Passage:
··········

A reader (we'll call them IW) writes in with a question:
I plan to accept a job in a new start up as a chemist. The start up is on a solid platform (well backed by a [important biotech geographical area] VC), so there is no issue about stability for a few years. My question is: how should I use this opportunity to stabilize myself professionally in the drug discovery chemistry field. I am hoping some of your readers might have started their careers in a similar fashion and have some advice for the rough future.
My advice to IW (even though I am not too far from their position is this): attempt to achieve some depth first (really get to know your project and your project's chemistry), and then start to see what kind of breadth you want as well.
Recent interviews offer good advice: MQ talks about the "building depth" as such:
Keep learning. Take the time to learn as much as you can about the biology going on within your project, especially your primary assays. Talk to the biologists; ask them how they are run, and how to best interpret the data. Talk with the pK folks as well, and anyone else your project interacts with for data. Try to attend as many higher level meetings as you can to get a feel for how the decision making process is handled in your company. Make it a point to go to general informational seminars in other therapeutic areas. Keep learning new things because you just may find yourself transplanted on very short notice.

··········

(Records from a data collection)
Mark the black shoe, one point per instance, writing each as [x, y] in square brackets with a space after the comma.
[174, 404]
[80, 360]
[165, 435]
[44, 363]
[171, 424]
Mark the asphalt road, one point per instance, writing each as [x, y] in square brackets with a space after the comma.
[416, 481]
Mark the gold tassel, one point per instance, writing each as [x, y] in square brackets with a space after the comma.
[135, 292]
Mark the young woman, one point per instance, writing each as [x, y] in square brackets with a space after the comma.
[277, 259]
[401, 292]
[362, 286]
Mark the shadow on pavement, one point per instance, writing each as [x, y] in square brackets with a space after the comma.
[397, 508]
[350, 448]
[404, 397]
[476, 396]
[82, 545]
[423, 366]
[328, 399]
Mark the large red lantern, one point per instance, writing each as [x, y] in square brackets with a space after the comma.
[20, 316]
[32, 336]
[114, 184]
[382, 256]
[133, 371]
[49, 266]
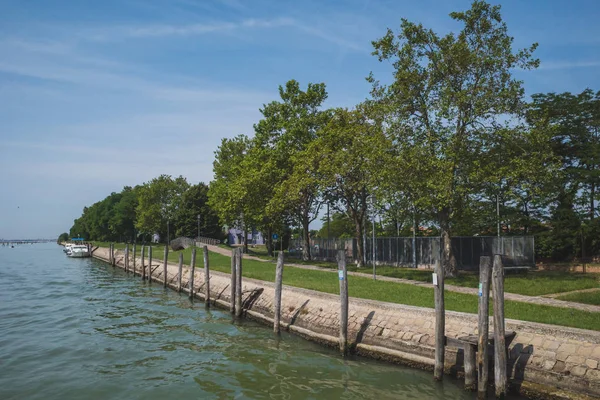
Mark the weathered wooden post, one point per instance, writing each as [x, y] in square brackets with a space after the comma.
[165, 265]
[206, 277]
[134, 257]
[192, 267]
[343, 278]
[499, 328]
[277, 301]
[485, 267]
[149, 264]
[126, 257]
[238, 284]
[143, 272]
[440, 321]
[233, 281]
[180, 272]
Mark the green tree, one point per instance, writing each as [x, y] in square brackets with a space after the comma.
[227, 194]
[347, 157]
[194, 205]
[443, 107]
[285, 131]
[159, 201]
[63, 237]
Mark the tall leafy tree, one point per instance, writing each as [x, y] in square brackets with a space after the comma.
[348, 155]
[285, 131]
[195, 217]
[159, 201]
[444, 103]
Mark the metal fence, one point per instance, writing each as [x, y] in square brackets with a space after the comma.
[424, 252]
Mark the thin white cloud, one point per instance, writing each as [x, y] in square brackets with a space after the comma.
[557, 65]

··········

Exercise instructions:
Answer these questions using the career-advice post:
1. What position does IW plan to accept at the new start up?
2. What does the writer advise IW to try to achieve first?
3. According to MQ, what should you ask the biologists?
Nothing in the records is needed here.

Answer to the exercise:
1. A job as a chemist.
2. Some depth, by really getting to know the project and the project's chemistry.
3. How the primary assays are run and how best to interpret the data.